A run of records
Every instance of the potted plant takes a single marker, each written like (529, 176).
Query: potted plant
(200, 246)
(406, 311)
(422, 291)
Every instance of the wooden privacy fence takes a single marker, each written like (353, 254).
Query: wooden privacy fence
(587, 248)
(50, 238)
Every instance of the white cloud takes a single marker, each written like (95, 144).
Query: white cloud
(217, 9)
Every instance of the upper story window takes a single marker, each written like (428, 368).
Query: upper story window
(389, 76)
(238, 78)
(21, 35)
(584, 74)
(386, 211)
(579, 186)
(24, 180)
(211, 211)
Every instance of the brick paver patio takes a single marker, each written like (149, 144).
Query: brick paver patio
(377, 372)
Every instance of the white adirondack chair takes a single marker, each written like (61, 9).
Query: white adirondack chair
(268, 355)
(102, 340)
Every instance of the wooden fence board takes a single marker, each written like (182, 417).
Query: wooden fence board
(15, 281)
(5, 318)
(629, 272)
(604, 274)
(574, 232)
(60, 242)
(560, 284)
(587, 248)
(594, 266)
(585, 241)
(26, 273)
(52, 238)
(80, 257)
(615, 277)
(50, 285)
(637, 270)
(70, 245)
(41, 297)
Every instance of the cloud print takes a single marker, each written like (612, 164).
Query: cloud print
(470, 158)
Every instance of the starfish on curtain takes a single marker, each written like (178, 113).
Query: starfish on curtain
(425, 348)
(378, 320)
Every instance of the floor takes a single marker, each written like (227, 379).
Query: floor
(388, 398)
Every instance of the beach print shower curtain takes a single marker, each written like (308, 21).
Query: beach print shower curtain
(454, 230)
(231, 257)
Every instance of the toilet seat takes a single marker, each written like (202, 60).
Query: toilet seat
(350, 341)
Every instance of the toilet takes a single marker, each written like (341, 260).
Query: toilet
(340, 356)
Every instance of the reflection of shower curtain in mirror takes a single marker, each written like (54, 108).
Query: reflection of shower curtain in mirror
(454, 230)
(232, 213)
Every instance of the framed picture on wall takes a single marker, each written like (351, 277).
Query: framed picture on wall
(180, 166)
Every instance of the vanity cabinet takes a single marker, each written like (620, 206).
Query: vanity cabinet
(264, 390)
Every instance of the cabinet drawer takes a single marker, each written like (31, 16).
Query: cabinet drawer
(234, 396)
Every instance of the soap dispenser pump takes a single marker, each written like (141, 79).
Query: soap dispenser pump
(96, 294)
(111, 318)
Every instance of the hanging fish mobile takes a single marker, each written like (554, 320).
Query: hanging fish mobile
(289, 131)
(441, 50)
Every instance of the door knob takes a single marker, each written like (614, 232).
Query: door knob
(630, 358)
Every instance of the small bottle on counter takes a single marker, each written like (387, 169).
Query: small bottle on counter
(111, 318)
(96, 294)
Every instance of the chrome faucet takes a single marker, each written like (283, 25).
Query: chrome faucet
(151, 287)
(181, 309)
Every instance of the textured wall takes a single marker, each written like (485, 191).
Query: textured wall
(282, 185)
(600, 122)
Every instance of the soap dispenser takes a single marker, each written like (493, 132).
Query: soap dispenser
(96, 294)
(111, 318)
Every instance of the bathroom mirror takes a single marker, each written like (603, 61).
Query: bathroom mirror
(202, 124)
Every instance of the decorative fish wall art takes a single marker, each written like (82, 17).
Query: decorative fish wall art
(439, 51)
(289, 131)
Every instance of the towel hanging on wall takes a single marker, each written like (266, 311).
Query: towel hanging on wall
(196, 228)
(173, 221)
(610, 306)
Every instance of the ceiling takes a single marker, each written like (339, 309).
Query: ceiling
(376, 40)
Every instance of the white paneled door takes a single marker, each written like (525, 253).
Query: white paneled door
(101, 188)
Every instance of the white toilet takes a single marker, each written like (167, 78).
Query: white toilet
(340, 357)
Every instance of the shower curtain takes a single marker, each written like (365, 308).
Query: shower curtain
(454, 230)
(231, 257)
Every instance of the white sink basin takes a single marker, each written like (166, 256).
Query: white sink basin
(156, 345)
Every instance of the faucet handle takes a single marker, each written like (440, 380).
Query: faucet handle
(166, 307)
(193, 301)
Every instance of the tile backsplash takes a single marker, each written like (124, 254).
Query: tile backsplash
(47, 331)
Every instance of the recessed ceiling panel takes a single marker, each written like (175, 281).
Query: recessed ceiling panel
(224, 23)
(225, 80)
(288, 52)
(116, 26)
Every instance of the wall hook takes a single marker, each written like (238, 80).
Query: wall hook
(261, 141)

- Given problem:
Reproduce exactly the lines from the one with "Every instance of the towel" through the end of the entries above, both ends included.

- Correct answer:
Every instance of the towel hanging on wall takes a single marker, each written like (266, 311).
Query: towel hanging on wall
(196, 228)
(173, 221)
(610, 306)
Every instance of the ceiling takes a single marker, each written like (339, 309).
Query: ceiling
(376, 40)
Every instance of the white paneled door takes a single marker, each written like (525, 253).
Query: white paneled door
(101, 188)
Every instance of the white toilet takes a single marker, each written like (167, 78).
Query: white toilet
(340, 357)
Every instance of the shower curtain takes a single marker, each written like (365, 308).
Query: shower curtain
(454, 230)
(231, 257)
Every instance of the white sink basin takes a single marker, each written like (166, 256).
Query: white sink basin
(156, 345)
Every instance of the faucet handle takes a single marker, each written like (440, 380).
Query: faucet handle
(166, 307)
(193, 301)
Every instance of the tile backsplash takes a single marker, each written like (124, 254).
Query: tile backsplash
(47, 331)
Every instance of the recessed ceiling panel takes a single marker, each written like (175, 281).
Query: recessed ceiling panel
(224, 23)
(225, 80)
(288, 52)
(116, 26)
Every instance of the wall hook takes a single marker, each written like (238, 80).
Query: wall hook
(261, 141)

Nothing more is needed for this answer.